§ **EXERCISE DIRECTIONS**
Each entry, as given, must be output unchanged.

** MATERIAL TO PROCESS follows **

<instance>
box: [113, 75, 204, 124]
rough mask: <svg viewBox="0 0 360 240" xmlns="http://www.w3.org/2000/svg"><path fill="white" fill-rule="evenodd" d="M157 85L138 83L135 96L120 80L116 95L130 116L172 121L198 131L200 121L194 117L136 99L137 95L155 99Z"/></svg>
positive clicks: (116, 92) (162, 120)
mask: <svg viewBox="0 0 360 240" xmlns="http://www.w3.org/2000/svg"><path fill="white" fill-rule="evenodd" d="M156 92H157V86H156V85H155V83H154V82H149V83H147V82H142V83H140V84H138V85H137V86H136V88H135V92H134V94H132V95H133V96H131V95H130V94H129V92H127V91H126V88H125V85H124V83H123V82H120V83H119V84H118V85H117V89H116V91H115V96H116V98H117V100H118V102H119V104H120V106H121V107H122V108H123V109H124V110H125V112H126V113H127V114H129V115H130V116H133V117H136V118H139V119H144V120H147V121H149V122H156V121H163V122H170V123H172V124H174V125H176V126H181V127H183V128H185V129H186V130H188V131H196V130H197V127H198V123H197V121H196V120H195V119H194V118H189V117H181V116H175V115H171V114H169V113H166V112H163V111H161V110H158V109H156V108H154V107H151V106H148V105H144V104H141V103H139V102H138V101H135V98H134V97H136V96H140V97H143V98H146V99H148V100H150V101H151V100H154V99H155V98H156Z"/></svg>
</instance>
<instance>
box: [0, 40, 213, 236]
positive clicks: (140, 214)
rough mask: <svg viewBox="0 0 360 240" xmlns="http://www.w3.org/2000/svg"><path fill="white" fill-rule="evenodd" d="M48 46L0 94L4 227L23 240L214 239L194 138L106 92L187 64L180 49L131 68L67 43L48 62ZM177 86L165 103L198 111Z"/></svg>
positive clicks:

** End of MATERIAL TO PROCESS **

§ **SOLUTION FOR THIS TASK**
<instance>
box: [113, 75, 204, 124]
rough mask: <svg viewBox="0 0 360 240" xmlns="http://www.w3.org/2000/svg"><path fill="white" fill-rule="evenodd" d="M157 85L138 83L135 96L120 80L116 95L130 116L172 121L198 131L200 121L194 117L136 99L137 95L155 99Z"/></svg>
positive clicks: (116, 92) (162, 120)
mask: <svg viewBox="0 0 360 240" xmlns="http://www.w3.org/2000/svg"><path fill="white" fill-rule="evenodd" d="M156 92H157V86H156V85H155V83H154V82H149V83H147V82H142V83H140V84H138V85H137V86H136V88H135V92H134V94H132V95H133V96H131V95H130V94H129V92H127V91H126V88H125V85H124V83H123V82H120V83H119V84H118V85H117V89H116V91H115V96H116V98H117V100H118V102H119V104H120V106H121V107H122V108H123V109H124V110H125V112H126V113H127V114H129V115H130V116H133V117H136V118H139V119H144V120H147V121H149V122H156V121H163V122H170V123H172V124H174V125H176V126H181V127H183V128H185V129H186V130H188V131H196V130H197V127H198V123H197V121H196V120H195V119H194V118H189V117H181V116H175V115H171V114H169V113H166V112H163V111H161V110H158V109H156V108H154V107H151V106H148V105H144V104H141V103H139V102H138V101H135V98H134V97H136V96H140V97H143V98H146V99H148V100H150V101H151V100H154V99H155V98H156Z"/></svg>
</instance>
<instance>
box: [0, 40, 213, 236]
positive clicks: (140, 214)
rough mask: <svg viewBox="0 0 360 240" xmlns="http://www.w3.org/2000/svg"><path fill="white" fill-rule="evenodd" d="M48 46L0 94L4 227L23 240L214 239L194 138L106 92L187 64L180 49L131 68L67 43L48 62ZM177 86L165 103L198 111Z"/></svg>
positive clicks:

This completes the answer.